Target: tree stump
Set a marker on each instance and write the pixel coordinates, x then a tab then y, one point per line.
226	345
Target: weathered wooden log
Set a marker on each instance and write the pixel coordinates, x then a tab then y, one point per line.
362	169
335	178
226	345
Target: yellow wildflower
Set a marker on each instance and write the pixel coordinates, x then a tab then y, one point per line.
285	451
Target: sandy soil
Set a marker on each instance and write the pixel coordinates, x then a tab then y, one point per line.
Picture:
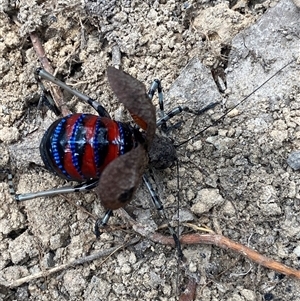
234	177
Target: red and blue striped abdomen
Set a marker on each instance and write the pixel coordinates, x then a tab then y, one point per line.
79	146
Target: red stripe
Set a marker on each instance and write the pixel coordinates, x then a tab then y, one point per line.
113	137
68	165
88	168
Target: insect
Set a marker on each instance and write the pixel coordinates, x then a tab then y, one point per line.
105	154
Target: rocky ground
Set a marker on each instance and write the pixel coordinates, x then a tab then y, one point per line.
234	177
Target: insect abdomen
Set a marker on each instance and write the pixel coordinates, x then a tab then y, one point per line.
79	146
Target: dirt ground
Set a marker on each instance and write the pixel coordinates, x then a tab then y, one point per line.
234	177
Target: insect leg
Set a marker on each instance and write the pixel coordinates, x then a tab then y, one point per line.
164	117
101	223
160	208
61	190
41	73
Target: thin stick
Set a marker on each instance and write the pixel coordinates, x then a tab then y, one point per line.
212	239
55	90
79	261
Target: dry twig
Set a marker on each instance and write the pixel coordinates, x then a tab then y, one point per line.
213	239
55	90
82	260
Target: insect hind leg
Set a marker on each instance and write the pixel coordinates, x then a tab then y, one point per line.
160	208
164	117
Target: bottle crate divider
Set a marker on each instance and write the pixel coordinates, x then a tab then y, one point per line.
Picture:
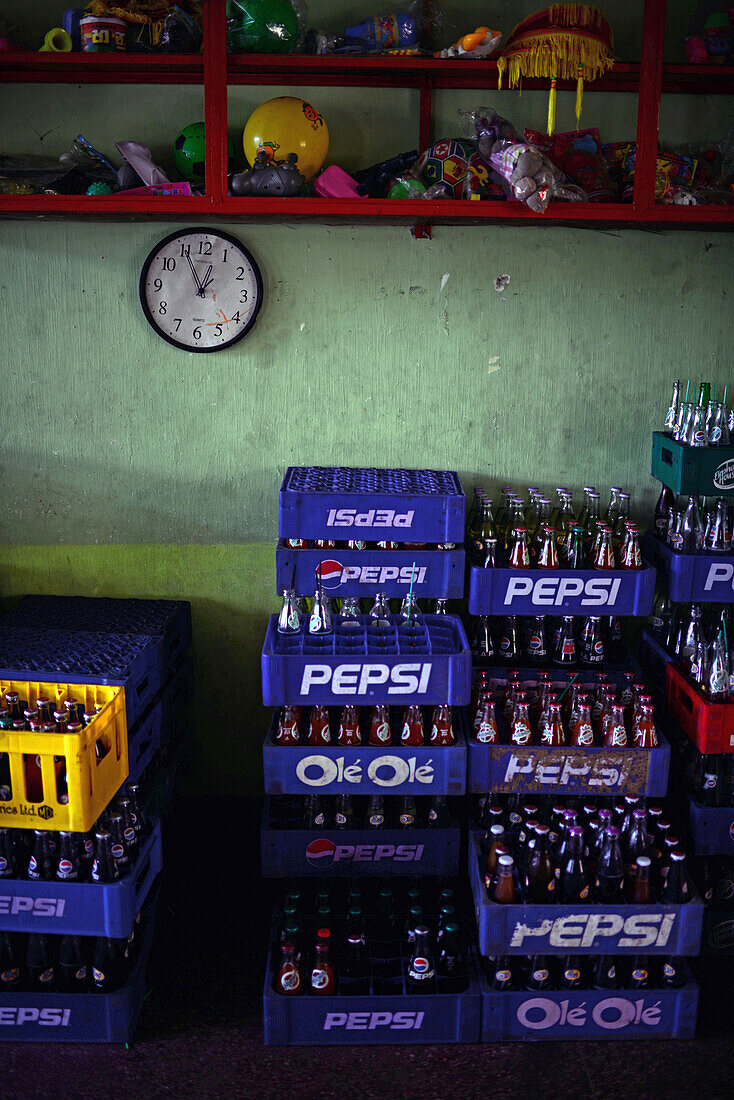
────────────────────────────────────────
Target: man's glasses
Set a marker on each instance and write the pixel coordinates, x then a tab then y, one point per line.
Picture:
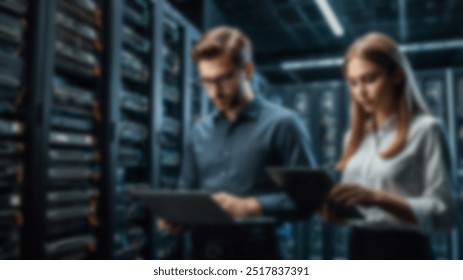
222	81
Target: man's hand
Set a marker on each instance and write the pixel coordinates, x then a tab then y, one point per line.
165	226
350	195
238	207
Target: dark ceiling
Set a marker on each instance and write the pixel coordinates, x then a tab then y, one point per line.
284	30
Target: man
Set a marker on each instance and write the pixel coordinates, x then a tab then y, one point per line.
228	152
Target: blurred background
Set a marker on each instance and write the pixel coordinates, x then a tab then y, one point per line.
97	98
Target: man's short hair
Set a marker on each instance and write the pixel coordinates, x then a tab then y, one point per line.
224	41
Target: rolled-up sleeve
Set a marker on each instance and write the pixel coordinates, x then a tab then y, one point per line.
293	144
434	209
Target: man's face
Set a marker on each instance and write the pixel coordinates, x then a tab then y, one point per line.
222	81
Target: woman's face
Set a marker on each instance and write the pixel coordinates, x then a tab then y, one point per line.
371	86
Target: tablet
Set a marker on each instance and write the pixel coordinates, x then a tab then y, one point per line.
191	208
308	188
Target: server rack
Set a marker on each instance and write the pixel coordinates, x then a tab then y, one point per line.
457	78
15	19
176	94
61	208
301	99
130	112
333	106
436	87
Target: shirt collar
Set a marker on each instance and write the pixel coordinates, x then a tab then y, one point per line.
────────────────────────────────────────
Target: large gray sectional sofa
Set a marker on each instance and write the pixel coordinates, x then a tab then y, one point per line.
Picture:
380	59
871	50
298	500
────────────────────────────────────────
Select and copy every line of the listing above that contains the string "face".

Target: man's face
Target: woman's face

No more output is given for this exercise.